## Instructions for the task
Please continue the post about whale sharks and grocery shopping in Djibouti, starting right after its last sentence.

## Source excerpt
Monday, February 1, 2010

Whale Sharks


We swam with whale sharks for the second time last week. It was an amazing and exhilarating experience. I came home and was immediately regretful that I didn’t swim with them every opportunity that presented itself and started to contemplate when I might next be able to swim with the sharks, which is now likely to be next year as the whale shark "season" has ended. The sharks are huge, gentle, amazing, beautiful and the experience is overwhelming, in a really good way. How grateful I feel to be able to have this experience.

Let me set the scene. Boat ride into the Bay. See Whale Sharks. Put on flippers, grab mask and snorkel. Jump off boat. Get bumped by a whale shark. Hyperventilate. Drink salt water. Gather wits. Breathe deeply. Put head under water and start to snorkel with sharks. Shriek through snorkel as one comes so close you can see its pores (okay, I couldn’t really see its pores). Calm down, swim with sharks. Every now and again make sure boat is still in your vicinity. Every now and again make sure spouse is still in your vicinity (in that order….). Swim with sharks until you are exhausted. (Repeat next week??)

Grocery Shopping



I know that it is hard to imagine what grocery shopping means to me, butonce a wee I hit the town to gather what we need. I usually try to go the day that the produce train rolls in from Ethiopia. The Djiboutian government recently bull-dozed the traditional open-air market and we now all travel a bit outside of the town limits to a new, fancy covered market. This new market is meant to be an improvement in many ways from the old market area. It is self-contained, there is no traffic, and pedestrian traffic is kept within the confines of the market area. The market is also covered with a corrugated tin roof. The first time I went to this market was about three weeks after it opened, because we had been in the States. Each week since, the filth and number of flies have seemed to multiply. There doesn’t appear to be a drainage system of any kind and I can only imagine what it will smell like when it is 110 degrees vs. 90 degrees.

After the produce market, I go on to the various grocery stores in no particular order... I go to Nougaprix for meat and produce that I can’t find at the open air market. From Nougaprix, I go on to Tom Thumb Bakery for croissants. From Tom Thumb on to the Casino grocery, which is a French grocery and has neater packages then Nougaprix, but not much different options, but at Casino you can buy ham and pork products. From Casino, I move on to the Heron Market, where I buy my eggs. If we are having a party I go to BB Modi’s to buy soft drinks and alcohol.

What I forgot about grocery shopping being so time consuming and a traveling adventure, is that this process turns you in to a hoarder. When you see anything that is hard to come by on the shelves, you tend to buy all that you see. For example, tahini is a hot commodity, only one grocery store carries it and when it comes in stock, it sells out in a day or two – so you buy three or four bottles. Cream cheese, same thing. So, I often buy the things in copious quantities.

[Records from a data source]
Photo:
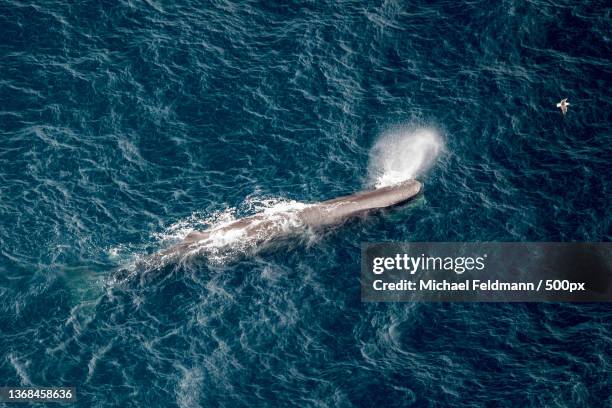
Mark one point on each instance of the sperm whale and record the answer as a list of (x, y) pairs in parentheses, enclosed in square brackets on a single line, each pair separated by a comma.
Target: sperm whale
[(261, 228)]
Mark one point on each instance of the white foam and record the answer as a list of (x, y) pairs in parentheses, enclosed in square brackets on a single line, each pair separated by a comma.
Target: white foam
[(403, 153)]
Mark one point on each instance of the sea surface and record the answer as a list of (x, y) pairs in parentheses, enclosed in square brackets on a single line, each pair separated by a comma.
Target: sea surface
[(124, 125)]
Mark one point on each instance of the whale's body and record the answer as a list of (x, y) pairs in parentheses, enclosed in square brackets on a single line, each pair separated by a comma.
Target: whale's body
[(261, 228)]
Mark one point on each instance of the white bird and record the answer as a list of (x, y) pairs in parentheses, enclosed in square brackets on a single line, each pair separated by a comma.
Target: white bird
[(563, 106)]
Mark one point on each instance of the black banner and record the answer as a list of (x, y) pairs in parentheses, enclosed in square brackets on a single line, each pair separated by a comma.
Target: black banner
[(487, 272)]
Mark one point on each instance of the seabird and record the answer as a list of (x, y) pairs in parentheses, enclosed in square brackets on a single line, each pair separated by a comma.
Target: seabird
[(563, 106)]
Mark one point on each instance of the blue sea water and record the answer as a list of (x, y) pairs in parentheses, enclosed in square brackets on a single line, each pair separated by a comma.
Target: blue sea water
[(126, 124)]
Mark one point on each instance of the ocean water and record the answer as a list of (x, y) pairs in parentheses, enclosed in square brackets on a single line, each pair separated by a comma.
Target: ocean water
[(124, 125)]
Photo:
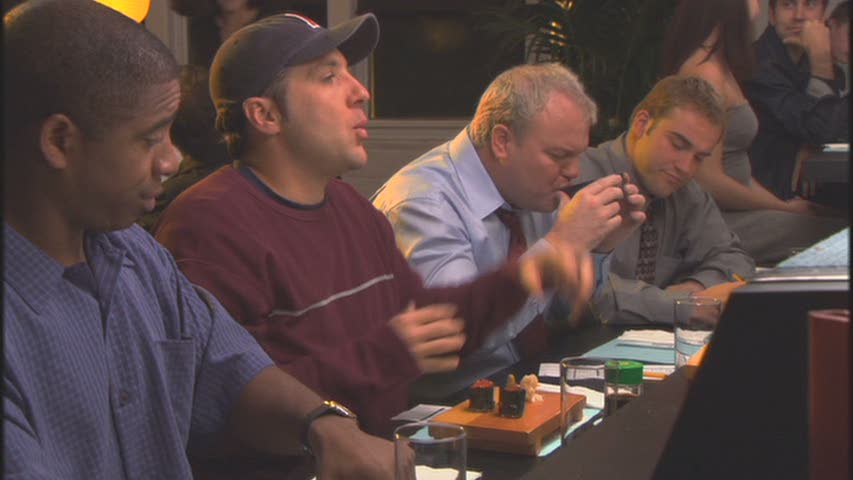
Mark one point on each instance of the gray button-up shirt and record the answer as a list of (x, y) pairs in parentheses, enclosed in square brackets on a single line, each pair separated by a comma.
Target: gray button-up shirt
[(694, 243), (442, 207)]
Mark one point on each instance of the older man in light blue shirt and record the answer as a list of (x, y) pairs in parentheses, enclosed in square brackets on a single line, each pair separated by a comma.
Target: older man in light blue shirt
[(520, 150)]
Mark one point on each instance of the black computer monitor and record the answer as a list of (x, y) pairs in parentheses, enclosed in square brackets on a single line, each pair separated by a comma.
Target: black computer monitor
[(746, 411)]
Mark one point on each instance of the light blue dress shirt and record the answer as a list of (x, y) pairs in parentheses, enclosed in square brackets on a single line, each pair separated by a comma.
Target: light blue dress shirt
[(113, 367), (442, 207)]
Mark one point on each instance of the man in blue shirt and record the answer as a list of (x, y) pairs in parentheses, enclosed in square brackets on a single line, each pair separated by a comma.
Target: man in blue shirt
[(448, 207), (114, 364)]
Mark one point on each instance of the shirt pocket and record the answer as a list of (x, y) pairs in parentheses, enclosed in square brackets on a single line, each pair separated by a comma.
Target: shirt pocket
[(178, 362), (672, 269)]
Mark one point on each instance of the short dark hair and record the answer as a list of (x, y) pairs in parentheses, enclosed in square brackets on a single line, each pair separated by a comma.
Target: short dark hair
[(773, 3), (194, 131), (693, 22), (79, 58), (683, 91), (841, 13)]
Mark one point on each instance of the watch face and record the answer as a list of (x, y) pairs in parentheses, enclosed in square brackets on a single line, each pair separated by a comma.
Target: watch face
[(340, 409)]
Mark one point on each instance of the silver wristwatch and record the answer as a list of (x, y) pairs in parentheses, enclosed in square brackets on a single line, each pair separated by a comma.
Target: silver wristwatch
[(325, 408)]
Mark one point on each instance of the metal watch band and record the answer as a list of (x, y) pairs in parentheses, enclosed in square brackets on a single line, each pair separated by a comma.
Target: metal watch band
[(325, 408)]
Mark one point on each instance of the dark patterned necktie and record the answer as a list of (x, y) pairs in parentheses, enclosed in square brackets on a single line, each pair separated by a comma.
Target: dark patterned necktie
[(533, 340), (647, 256), (517, 242)]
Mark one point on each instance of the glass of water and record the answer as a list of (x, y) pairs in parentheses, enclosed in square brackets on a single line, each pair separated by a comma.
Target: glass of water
[(430, 450), (695, 319)]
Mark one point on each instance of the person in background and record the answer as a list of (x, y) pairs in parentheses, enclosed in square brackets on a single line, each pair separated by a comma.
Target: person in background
[(194, 133), (839, 40), (711, 41), (449, 207), (792, 56), (210, 22), (684, 247), (304, 261), (114, 365)]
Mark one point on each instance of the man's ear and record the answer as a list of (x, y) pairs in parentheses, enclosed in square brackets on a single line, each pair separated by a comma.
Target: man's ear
[(502, 136), (263, 114), (58, 137), (641, 123)]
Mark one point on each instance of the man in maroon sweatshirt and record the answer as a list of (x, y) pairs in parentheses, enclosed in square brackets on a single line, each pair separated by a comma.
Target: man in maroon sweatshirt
[(304, 261)]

## Task answer
To continue the scene setting of what it means to grocery shop, every price at the open air market is negotiable. There is a certain amount of price setting, for example, apples are typically 500 franc a kilo (which is $2.82), because I buy 2 kilos every week from the same vendor, I can often get my 2 kilos for 800 franc, ($4.51 US). If I had the desire I could negotiate every price that I pay at the vegetable and fruit market, but I usually end up getting fairly good prices because I go to the same vendors every week, without having to haggle. On top of the prices being negotiable, the vegetables and fruit are organic in a different sense than the organic produce we get in the States – I mean they come directly from a field in Ethiopia where the field really wasn’t treated with anything, where the soil is naturally fertilized in ways we don’t want to even consider, and the produce is grown from seeds that are truly in their natural state. So, tomatoes are not red, oranges are not orange, lemons are not yellow, mangoes are not red when ripe, bananas are brown, the papayas are pitted. The vegetables and fruit, when in season, are beyond delicious – but I often have to buy 2 kilos of tomatoes to get ½ kilo of nice tomatoes.

On meat, I go to the Yemeni grocery, Nougaprix, where they have meat (beef and sometimes chicken) from Ethiopia which is much, much less expensive than meat from France, the other option. Because the Yemeni grocery is a Muslim grocery, they butcher right there in the humane and appropriate way for Islam (which is something like with a sharp knife by hand). If I want hamburger (steak hache) – I pick the chunk of meat from the display window that I like, the butcher then trims all of the fat off of the meat, and then grinds the amount that I want. If I tell him that I want hamburgers, he then goes in the back and gets a little metal press and forms them into hamburger shape for me. If I want steak or tenderloin it is the same process. I point to the side of beef that looks good and they trim the meat to my specifications.

If we buy things that are largely desired only by ex-pats, we pay out the waa-zoo for those items. Cream cheese is $11 a block, Cheddar cheese $16.00 a block, pepperoni $25.00 a package, celery $20 a bunch! You are only able to pay those ridiculous prices if you can find the items!! Sometimes I will go into the grocery stores and all of the shelves will be wiped out, because a container ship has been stuck in customs or the flights haven’t come in.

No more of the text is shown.